Material start

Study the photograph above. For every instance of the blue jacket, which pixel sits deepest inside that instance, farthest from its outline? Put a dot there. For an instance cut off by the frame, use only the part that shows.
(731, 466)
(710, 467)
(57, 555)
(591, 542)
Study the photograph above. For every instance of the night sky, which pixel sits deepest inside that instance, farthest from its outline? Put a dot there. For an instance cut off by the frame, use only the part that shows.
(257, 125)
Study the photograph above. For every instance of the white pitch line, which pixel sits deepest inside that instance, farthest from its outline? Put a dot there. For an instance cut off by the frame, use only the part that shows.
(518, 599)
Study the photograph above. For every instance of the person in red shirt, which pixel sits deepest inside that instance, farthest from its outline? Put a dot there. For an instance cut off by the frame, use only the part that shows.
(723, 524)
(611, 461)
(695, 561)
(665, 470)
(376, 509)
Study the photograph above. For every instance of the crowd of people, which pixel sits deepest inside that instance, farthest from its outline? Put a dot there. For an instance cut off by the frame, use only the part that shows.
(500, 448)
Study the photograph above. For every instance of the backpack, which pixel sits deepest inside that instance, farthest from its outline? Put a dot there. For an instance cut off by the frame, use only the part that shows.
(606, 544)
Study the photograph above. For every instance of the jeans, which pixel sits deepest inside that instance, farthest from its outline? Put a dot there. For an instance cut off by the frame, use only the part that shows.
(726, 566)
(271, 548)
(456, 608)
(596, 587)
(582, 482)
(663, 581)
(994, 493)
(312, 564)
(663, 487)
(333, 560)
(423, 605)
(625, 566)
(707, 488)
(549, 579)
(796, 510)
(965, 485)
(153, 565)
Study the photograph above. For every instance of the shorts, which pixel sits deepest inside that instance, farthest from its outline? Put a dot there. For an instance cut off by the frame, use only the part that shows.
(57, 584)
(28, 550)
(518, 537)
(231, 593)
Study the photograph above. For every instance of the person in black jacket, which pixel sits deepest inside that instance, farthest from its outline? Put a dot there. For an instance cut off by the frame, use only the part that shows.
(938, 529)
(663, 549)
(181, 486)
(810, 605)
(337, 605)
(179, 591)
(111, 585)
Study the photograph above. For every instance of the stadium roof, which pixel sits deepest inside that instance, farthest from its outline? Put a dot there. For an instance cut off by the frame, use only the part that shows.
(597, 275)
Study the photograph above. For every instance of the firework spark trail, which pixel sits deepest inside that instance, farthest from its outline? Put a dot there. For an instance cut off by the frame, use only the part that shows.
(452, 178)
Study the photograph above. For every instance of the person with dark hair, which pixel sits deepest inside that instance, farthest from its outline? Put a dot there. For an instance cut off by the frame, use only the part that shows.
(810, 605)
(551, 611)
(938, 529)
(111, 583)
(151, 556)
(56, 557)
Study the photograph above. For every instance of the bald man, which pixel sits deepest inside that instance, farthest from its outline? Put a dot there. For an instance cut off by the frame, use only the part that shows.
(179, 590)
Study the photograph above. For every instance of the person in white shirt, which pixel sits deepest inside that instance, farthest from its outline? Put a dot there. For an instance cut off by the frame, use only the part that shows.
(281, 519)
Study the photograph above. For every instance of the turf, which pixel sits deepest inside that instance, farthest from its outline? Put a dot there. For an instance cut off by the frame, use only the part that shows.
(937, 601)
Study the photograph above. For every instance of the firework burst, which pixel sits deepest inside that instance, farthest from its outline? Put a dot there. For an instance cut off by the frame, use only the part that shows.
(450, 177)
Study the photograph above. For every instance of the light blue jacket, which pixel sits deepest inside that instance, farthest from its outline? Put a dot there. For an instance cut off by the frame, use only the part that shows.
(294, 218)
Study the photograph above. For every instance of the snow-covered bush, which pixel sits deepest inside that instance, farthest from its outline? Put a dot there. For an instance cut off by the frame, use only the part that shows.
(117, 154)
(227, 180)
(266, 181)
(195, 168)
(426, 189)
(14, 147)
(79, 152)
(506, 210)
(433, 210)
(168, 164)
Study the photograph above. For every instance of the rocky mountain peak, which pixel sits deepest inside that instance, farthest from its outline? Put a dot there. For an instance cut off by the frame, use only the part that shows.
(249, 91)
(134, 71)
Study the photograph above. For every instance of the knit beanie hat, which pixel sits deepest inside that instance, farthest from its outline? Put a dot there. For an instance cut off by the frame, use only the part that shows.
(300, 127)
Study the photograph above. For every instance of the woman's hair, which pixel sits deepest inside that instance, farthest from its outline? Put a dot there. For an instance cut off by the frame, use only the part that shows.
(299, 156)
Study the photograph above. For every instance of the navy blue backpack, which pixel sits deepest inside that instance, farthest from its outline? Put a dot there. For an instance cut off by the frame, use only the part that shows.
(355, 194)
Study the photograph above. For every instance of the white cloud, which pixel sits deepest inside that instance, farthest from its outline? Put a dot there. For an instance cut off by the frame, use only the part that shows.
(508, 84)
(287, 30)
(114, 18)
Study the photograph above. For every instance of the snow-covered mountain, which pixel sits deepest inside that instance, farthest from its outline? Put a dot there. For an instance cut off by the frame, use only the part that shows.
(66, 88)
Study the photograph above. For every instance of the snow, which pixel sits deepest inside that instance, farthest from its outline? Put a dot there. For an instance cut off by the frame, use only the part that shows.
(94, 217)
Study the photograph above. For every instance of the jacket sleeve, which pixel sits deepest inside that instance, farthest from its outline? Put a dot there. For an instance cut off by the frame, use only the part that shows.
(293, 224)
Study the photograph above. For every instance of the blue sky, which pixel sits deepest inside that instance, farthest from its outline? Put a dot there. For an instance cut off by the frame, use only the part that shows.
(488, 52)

Material end

Give back exactly the lines running from the line containing "Study the photograph above. For every instance of the rocky" through the end of the material above, both included, and nothing beyond them.

Study the photograph above. For every instance of the rocky mountain peak, which pixel sits deepest inside that instance, farthest from its outline? Put a dot there. For an instance cut off by the frame, use only the part that shows.
(249, 91)
(134, 71)
Study the photograph above. For every instance of the knit beanie hat, which pixel sits deepest inside that instance, farthest from its outline? Put a dot there. For an instance cut off by the frame, use only the part that shows.
(300, 127)
Study the photograph above. For every instance of the woman's hair, which pixel sits deepest inside that instance, farthest from its outline? Put a dot there. For an instance cut off by the frame, use only the part that shows.
(299, 156)
Study the photograph above. For every instance of the navy blue backpack, which pixel sits deepest inside that instance, farthest from its outline? Put a dot there. For an instance cut off by the frame, use only the part that shows.
(355, 194)
Study the photograph above. For every instance of the white cloud, which pixel sits deepest inside that instance, farthest from its outline? Put a dot there. For an instance cut off by the frame, use only the part that shows.
(508, 84)
(287, 30)
(114, 18)
Study the photograph above. For every instance of the snow-covered mountain, which pixel sits deepest inside that instance, farthest from its outline? Put a dot there. For an instance cut off by the frame, use only the part that shows.
(66, 88)
Study the photograph above. For every instance of the snow, which pixel sits deepest inside that instance, farthest from its outline? Put a dot there. For an instance cut off by the frame, use only the part that shows.
(94, 217)
Study the photograph above. For every instance of the jacket sleeve, which pixel sits deepest inside that instance, farthest from its outline? Put a dot there. For an instance cut off by the frame, use only the part that shows.
(293, 224)
Study the photograph above. For every instance of the blue sky, which pixel sits deepest inside that instance, farthest from its outline? Put a dot there. For an instance cut off by the frame, use only the part that shows.
(488, 52)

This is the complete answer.